-- Begin Text segment --

Let’s start with, in my opinion, is the heart of Painter and any drawing program- the drawing tools. The first two new tools are kaleidoscope painting and mirror painting. While both of these tools work great (and do what the names suggest) they are more gimmicky then useful, in my opinion.
Kaleidoscope gives the ability to create a kaleidoscope painting with up to twelve different sections. You can create some really interesting designs with this tool, but I personally don’t see myself or many others using it for drawing or painting a picture.
Mirror painting will mimic your drawing from one side of the screen to the other. Again, gimmicky, but I do see a little more use in this feature than kaleidoscope. If you are trying to draw a perfectly symmetrical drawing, this tool comes in very handy and will save you some copy and paste time.
The real joy and new great drawing features are the real watercolor and real wet oil brushes. These are fantastic. If you thought Painter mimicked oils and watercolor before, these two tools take it to the next level. The paint acts and interacts on the screen just like the real deal and looks like the real deal. Just watching the watercolor blend itself into the canvas is fun. I spent at least ten minutes just playing with this brush.
There is also a new airbrush tool and gel brushes. I haven’t used an airbrush since I was a teenager, and that experience didn’t last long, so I can’t say how realistic this is; but it is another great tool to have access too. Don’t be fooled by the name gel for the gel brushed. These are not the gel pens that were all the rage with kids a few years back. These act more like markers in the way they work when you overlap colors. These are great for blending areas together.
The image below was created in Painter 12 using many of the new tools and a Wacom drawing tablet. Painter has always shined with a drawing tablet and this release is no different. Drawing with a mouse is possible and I have done it, but there is nothing that comes as close to the real thing as using Painter with a drawing tablet.
Another feature I really like is the workspaces. Workspaces lets you pick a preset arrangement of tools and palettes based on your project. This gives you a nice starting point for brushes and tools and is a nice timesaver. You can also create your own workspace of tools and palettes you constantly use on projects. Corel even has a workspace showcasing what is new in Painter 12. This was very useful for me (and I imagine other reviewers).

-- End Text segment --
-- Begin Records provided --

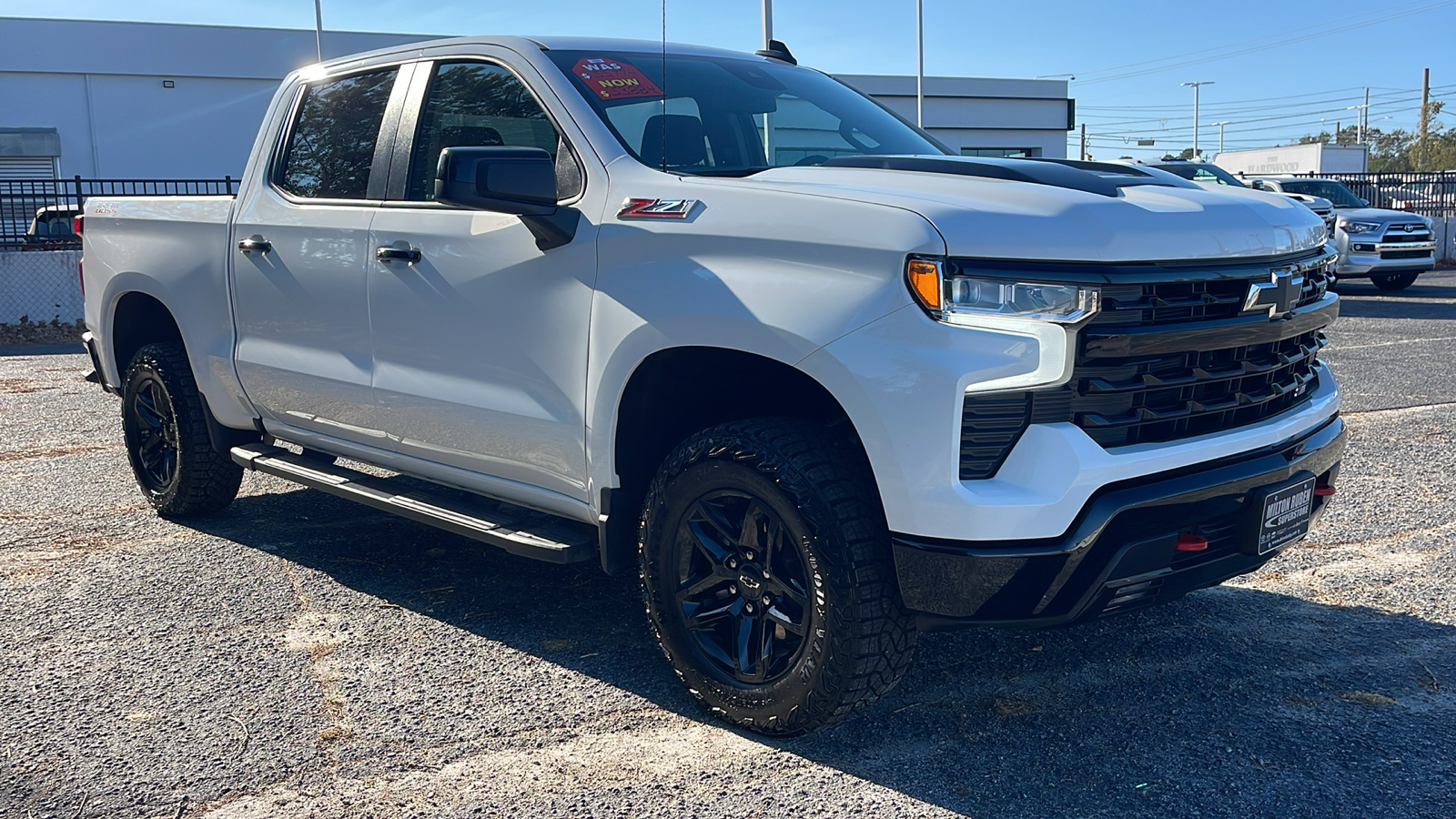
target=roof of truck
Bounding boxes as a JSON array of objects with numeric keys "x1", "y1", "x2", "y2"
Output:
[{"x1": 323, "y1": 35, "x2": 754, "y2": 72}]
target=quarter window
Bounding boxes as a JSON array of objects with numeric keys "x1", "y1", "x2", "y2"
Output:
[
  {"x1": 406, "y1": 63, "x2": 566, "y2": 201},
  {"x1": 278, "y1": 68, "x2": 398, "y2": 199}
]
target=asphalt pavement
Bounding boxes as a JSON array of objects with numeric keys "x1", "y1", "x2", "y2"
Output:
[{"x1": 0, "y1": 272, "x2": 1456, "y2": 819}]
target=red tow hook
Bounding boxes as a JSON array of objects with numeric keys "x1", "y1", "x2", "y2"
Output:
[{"x1": 1174, "y1": 533, "x2": 1208, "y2": 552}]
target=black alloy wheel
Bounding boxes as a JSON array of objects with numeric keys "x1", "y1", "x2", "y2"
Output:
[
  {"x1": 121, "y1": 341, "x2": 243, "y2": 518},
  {"x1": 638, "y1": 419, "x2": 915, "y2": 736},
  {"x1": 122, "y1": 371, "x2": 179, "y2": 495},
  {"x1": 674, "y1": 490, "x2": 811, "y2": 685}
]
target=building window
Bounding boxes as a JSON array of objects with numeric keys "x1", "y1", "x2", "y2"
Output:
[{"x1": 961, "y1": 147, "x2": 1041, "y2": 159}]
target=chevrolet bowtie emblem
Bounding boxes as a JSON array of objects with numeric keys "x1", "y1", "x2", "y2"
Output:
[{"x1": 1243, "y1": 269, "x2": 1305, "y2": 319}]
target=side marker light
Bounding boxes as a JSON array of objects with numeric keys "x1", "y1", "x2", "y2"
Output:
[{"x1": 1174, "y1": 535, "x2": 1208, "y2": 552}]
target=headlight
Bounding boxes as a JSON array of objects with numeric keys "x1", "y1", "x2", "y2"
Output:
[{"x1": 905, "y1": 259, "x2": 1099, "y2": 324}]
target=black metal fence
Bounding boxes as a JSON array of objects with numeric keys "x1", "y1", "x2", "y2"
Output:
[
  {"x1": 0, "y1": 177, "x2": 238, "y2": 245},
  {"x1": 1310, "y1": 170, "x2": 1456, "y2": 217}
]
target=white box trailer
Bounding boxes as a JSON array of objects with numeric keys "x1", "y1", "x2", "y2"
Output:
[{"x1": 1213, "y1": 143, "x2": 1367, "y2": 177}]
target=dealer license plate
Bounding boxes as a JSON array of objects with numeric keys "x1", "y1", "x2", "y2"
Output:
[{"x1": 1258, "y1": 478, "x2": 1315, "y2": 555}]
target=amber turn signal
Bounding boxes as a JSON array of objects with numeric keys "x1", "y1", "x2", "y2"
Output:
[{"x1": 905, "y1": 259, "x2": 942, "y2": 310}]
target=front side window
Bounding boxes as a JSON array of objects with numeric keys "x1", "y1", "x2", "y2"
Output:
[
  {"x1": 278, "y1": 68, "x2": 398, "y2": 199},
  {"x1": 1283, "y1": 179, "x2": 1364, "y2": 207},
  {"x1": 406, "y1": 63, "x2": 561, "y2": 201},
  {"x1": 548, "y1": 49, "x2": 946, "y2": 177}
]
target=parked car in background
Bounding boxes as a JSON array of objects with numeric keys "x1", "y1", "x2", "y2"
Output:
[
  {"x1": 20, "y1": 204, "x2": 82, "y2": 245},
  {"x1": 1136, "y1": 159, "x2": 1335, "y2": 236},
  {"x1": 82, "y1": 38, "x2": 1345, "y2": 734},
  {"x1": 1248, "y1": 177, "x2": 1436, "y2": 290}
]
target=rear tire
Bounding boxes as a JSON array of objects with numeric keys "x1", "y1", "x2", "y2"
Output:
[
  {"x1": 639, "y1": 419, "x2": 915, "y2": 736},
  {"x1": 121, "y1": 341, "x2": 243, "y2": 518},
  {"x1": 1370, "y1": 272, "x2": 1420, "y2": 290}
]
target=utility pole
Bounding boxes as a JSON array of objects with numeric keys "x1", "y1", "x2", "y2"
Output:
[
  {"x1": 1182, "y1": 80, "x2": 1213, "y2": 159},
  {"x1": 1360, "y1": 87, "x2": 1370, "y2": 145},
  {"x1": 313, "y1": 0, "x2": 323, "y2": 63},
  {"x1": 1415, "y1": 68, "x2": 1431, "y2": 170},
  {"x1": 915, "y1": 0, "x2": 925, "y2": 128}
]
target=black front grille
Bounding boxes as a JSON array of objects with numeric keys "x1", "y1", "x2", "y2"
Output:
[
  {"x1": 1092, "y1": 278, "x2": 1249, "y2": 327},
  {"x1": 959, "y1": 255, "x2": 1334, "y2": 480},
  {"x1": 1070, "y1": 331, "x2": 1323, "y2": 446},
  {"x1": 1380, "y1": 228, "x2": 1431, "y2": 243},
  {"x1": 1090, "y1": 259, "x2": 1330, "y2": 328}
]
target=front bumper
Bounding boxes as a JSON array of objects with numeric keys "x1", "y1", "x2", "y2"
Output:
[
  {"x1": 893, "y1": 417, "x2": 1345, "y2": 628},
  {"x1": 1335, "y1": 242, "x2": 1436, "y2": 278}
]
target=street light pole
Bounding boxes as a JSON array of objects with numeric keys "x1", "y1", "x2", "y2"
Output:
[
  {"x1": 313, "y1": 0, "x2": 323, "y2": 63},
  {"x1": 1214, "y1": 119, "x2": 1228, "y2": 153},
  {"x1": 1182, "y1": 80, "x2": 1213, "y2": 159},
  {"x1": 915, "y1": 0, "x2": 925, "y2": 128}
]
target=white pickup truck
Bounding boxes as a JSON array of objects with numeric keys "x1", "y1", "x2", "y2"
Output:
[{"x1": 82, "y1": 38, "x2": 1345, "y2": 734}]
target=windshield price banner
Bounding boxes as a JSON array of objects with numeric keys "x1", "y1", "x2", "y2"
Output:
[{"x1": 573, "y1": 56, "x2": 662, "y2": 99}]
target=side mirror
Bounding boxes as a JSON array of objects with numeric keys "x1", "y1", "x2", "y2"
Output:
[{"x1": 435, "y1": 146, "x2": 556, "y2": 216}]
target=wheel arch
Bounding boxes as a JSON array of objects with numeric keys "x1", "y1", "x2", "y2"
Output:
[{"x1": 602, "y1": 346, "x2": 874, "y2": 574}]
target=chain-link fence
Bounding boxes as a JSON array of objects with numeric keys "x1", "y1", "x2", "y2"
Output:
[{"x1": 0, "y1": 177, "x2": 238, "y2": 329}]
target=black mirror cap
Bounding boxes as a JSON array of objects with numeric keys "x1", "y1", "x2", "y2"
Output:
[{"x1": 435, "y1": 146, "x2": 556, "y2": 216}]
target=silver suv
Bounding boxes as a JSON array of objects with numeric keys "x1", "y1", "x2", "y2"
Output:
[{"x1": 1247, "y1": 177, "x2": 1436, "y2": 290}]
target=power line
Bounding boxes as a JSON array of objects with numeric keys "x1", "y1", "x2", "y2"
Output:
[{"x1": 1079, "y1": 0, "x2": 1456, "y2": 86}]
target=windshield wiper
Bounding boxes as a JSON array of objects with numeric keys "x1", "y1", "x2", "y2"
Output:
[{"x1": 679, "y1": 165, "x2": 770, "y2": 177}]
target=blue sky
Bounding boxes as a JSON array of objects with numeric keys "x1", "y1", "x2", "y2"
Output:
[{"x1": 0, "y1": 0, "x2": 1456, "y2": 159}]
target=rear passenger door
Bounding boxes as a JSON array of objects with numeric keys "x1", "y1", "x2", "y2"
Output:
[
  {"x1": 369, "y1": 56, "x2": 600, "y2": 509},
  {"x1": 228, "y1": 66, "x2": 410, "y2": 448}
]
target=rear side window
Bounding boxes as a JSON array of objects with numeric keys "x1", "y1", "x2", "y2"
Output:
[
  {"x1": 278, "y1": 68, "x2": 398, "y2": 199},
  {"x1": 406, "y1": 63, "x2": 561, "y2": 201}
]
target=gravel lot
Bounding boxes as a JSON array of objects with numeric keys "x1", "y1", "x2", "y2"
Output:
[{"x1": 0, "y1": 272, "x2": 1456, "y2": 819}]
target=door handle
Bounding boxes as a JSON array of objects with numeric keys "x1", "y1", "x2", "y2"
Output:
[
  {"x1": 374, "y1": 245, "x2": 422, "y2": 264},
  {"x1": 238, "y1": 236, "x2": 272, "y2": 254}
]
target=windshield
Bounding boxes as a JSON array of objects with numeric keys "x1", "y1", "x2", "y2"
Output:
[
  {"x1": 1153, "y1": 163, "x2": 1243, "y2": 188},
  {"x1": 548, "y1": 51, "x2": 945, "y2": 177},
  {"x1": 1279, "y1": 179, "x2": 1366, "y2": 207}
]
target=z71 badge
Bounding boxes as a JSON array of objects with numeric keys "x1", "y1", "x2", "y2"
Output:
[{"x1": 617, "y1": 199, "x2": 697, "y2": 218}]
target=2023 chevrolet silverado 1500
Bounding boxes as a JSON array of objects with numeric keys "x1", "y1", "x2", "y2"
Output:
[{"x1": 83, "y1": 38, "x2": 1345, "y2": 734}]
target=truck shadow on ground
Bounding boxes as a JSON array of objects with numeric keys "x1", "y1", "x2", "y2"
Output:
[
  {"x1": 198, "y1": 491, "x2": 1456, "y2": 816},
  {"x1": 1337, "y1": 274, "x2": 1456, "y2": 319}
]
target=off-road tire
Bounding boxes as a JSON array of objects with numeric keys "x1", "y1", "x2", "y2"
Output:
[
  {"x1": 121, "y1": 341, "x2": 243, "y2": 518},
  {"x1": 638, "y1": 419, "x2": 915, "y2": 736},
  {"x1": 1370, "y1": 272, "x2": 1420, "y2": 290}
]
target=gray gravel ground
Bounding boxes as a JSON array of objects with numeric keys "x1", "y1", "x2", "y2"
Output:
[{"x1": 0, "y1": 272, "x2": 1456, "y2": 819}]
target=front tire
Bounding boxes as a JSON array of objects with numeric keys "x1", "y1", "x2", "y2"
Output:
[
  {"x1": 1370, "y1": 272, "x2": 1418, "y2": 290},
  {"x1": 639, "y1": 419, "x2": 915, "y2": 736},
  {"x1": 121, "y1": 341, "x2": 243, "y2": 518}
]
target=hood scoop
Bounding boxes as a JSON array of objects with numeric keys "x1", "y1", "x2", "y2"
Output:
[{"x1": 824, "y1": 155, "x2": 1197, "y2": 198}]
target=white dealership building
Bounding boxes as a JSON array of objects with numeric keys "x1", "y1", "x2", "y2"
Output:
[{"x1": 0, "y1": 17, "x2": 1073, "y2": 179}]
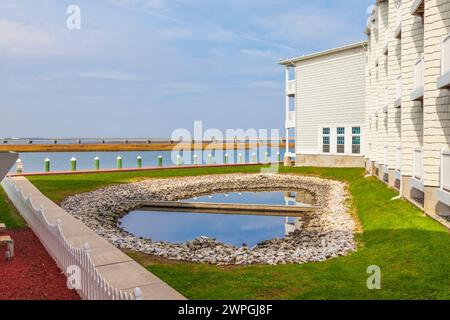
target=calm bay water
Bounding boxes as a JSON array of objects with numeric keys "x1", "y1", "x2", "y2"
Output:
[
  {"x1": 11, "y1": 149, "x2": 285, "y2": 172},
  {"x1": 120, "y1": 191, "x2": 306, "y2": 246}
]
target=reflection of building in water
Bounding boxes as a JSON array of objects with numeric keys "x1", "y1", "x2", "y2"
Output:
[{"x1": 284, "y1": 192, "x2": 313, "y2": 235}]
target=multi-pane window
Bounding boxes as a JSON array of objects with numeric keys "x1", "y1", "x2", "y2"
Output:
[
  {"x1": 322, "y1": 128, "x2": 331, "y2": 153},
  {"x1": 336, "y1": 127, "x2": 345, "y2": 153},
  {"x1": 352, "y1": 127, "x2": 361, "y2": 154}
]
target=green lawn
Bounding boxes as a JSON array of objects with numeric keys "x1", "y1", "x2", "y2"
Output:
[{"x1": 20, "y1": 166, "x2": 450, "y2": 299}]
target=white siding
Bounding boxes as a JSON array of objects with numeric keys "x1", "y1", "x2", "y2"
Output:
[{"x1": 295, "y1": 47, "x2": 366, "y2": 154}]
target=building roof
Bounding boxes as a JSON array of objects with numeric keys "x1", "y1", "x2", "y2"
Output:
[{"x1": 278, "y1": 41, "x2": 368, "y2": 65}]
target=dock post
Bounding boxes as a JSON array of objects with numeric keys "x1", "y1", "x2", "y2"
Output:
[
  {"x1": 94, "y1": 157, "x2": 100, "y2": 170},
  {"x1": 44, "y1": 158, "x2": 50, "y2": 172},
  {"x1": 16, "y1": 159, "x2": 23, "y2": 173},
  {"x1": 158, "y1": 156, "x2": 163, "y2": 167},
  {"x1": 70, "y1": 157, "x2": 77, "y2": 171}
]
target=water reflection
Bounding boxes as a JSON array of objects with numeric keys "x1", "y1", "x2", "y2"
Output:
[{"x1": 120, "y1": 191, "x2": 313, "y2": 246}]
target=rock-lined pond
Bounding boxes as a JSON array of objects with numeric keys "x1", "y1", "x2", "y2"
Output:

-- End Records provided --

■ Problem 1 ■
In the Painter 12 review, rewrite the part that opens with the words containing "There is also" and closes with "blending areas together.", substituting "spray brush" for "airbrush".
■ Problem 2 ■
According to the Painter 12 review, up to how many sections can a kaleidoscope painting have?
The records stand apart from the Painter 12 review and have no connection to it.

■ Exercise answer 1 ■
There is also a new spray brush tool and gel brushes. I haven’t used an spray brush since I was a teenager, and that experience didn’t last long, so I can’t say how realistic this is; but it is another great tool to have access too. Don’t be fooled by the name gel for the gel brushed. These are not the gel pens that were all the rage with kids a few years back. These act more like markers in the way they work when you overlap colors. These are great for blending areas together.

■ Exercise answer 2 ■
Up to twelve sections.